▶ **WORK INSTRUCTIONS**
Could you write out all of these records again, requests included, with every point coordinate in the answers multiplied by 1.35 and rounded to a whole number, halves going up? Leave the pictures out of your answer.

▶ **DATA**
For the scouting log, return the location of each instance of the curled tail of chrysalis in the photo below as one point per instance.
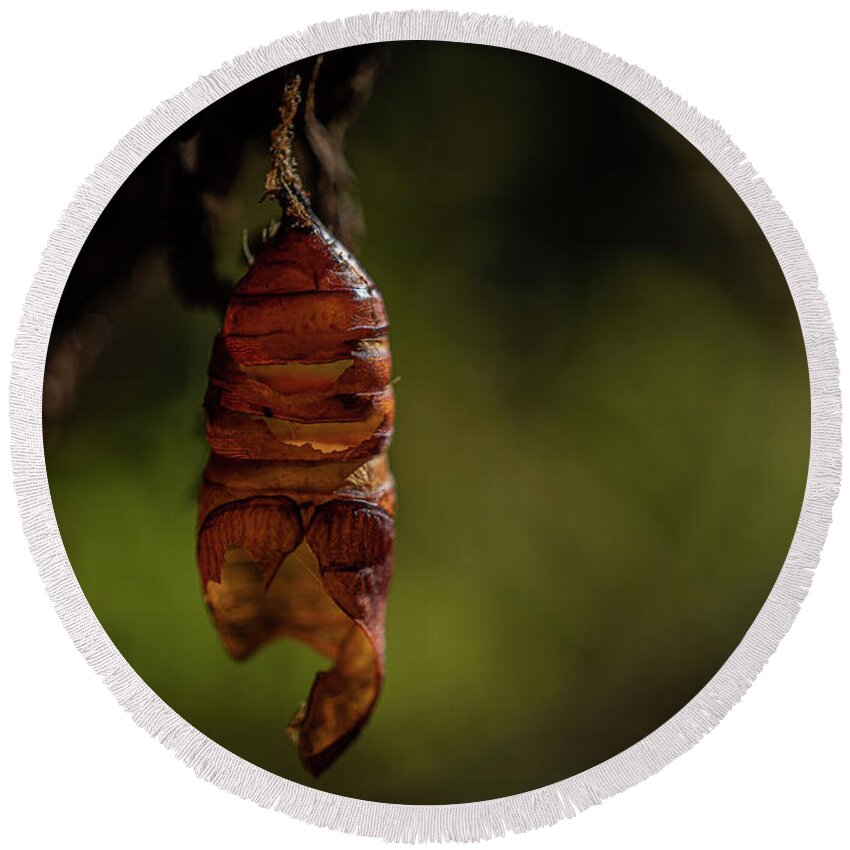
(295, 533)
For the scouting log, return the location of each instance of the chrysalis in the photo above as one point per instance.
(296, 508)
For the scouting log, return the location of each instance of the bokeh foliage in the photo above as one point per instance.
(601, 448)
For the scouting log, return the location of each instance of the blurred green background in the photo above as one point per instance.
(601, 445)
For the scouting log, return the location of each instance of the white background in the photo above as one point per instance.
(77, 76)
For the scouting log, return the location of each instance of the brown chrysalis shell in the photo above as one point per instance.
(296, 507)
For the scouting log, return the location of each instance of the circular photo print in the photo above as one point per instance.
(426, 422)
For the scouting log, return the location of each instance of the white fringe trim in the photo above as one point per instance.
(469, 821)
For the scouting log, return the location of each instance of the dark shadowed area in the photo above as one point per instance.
(601, 441)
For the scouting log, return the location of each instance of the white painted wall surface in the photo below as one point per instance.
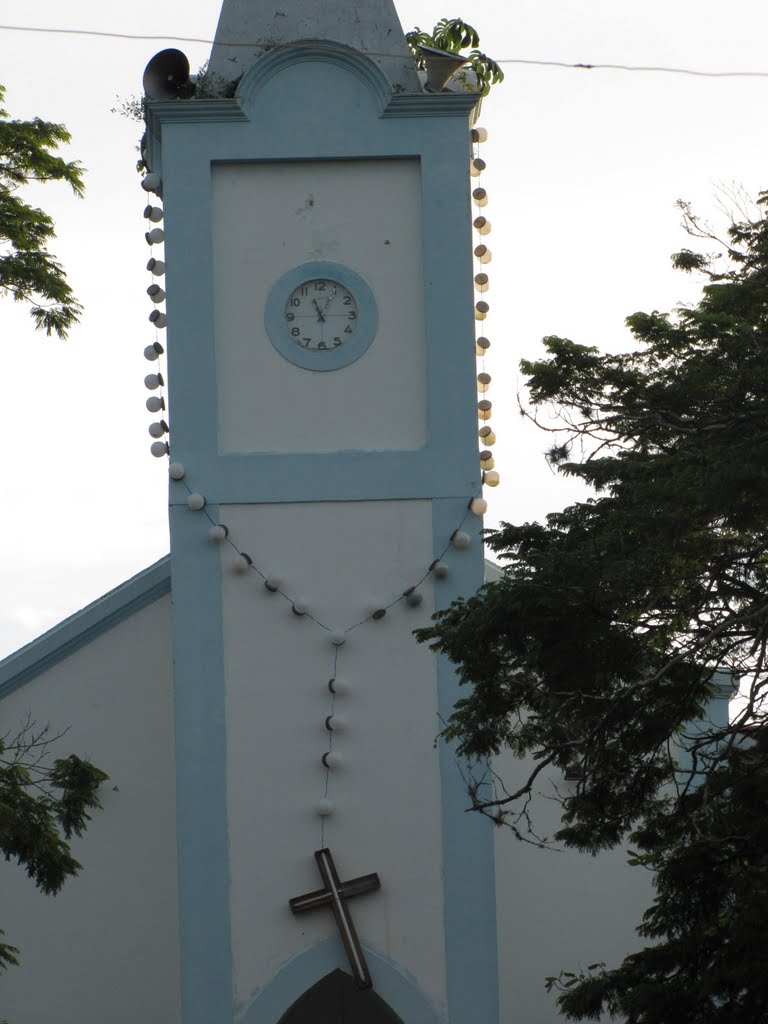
(340, 558)
(557, 910)
(105, 948)
(268, 218)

▶ **EXERCISE ANSWER**
For the scouting log, return the location of each instance of the curled tail of chrysalis in the photo below as one point per instance.
(398, 720)
For the scouting log, return the location of each instance of the chrysalis in the photo above as one point per instance.
(400, 686)
For the scouting log, return the location of each instance of the bokeh foliage in the photo above as one point per instance.
(811, 605)
For the scouting log, return the location of each instance of the blurred green background in the photo above as one point per instance.
(811, 601)
For the scouting log, return the location of each instance of the white background in the photo above as one point per instance.
(104, 103)
For the scouting log, return the location of each instance of the brown chrysalis shell in the photo above as one point per instance.
(400, 684)
For the scouting log, return the location of each instance of the circular photo print in the photo above as one point per instance.
(575, 570)
For the scouting log, return the location of each instance of the white fringe trim in the photo above as one point per instance.
(633, 1108)
For the scouting log, return the location of each instance of the dark shadowed area in the photo above as one point per instance.
(811, 595)
For the scouting log, return the location of each instance of the white painted wall surface in the photo below as one point per instance.
(459, 753)
(752, 1229)
(142, 1280)
(362, 294)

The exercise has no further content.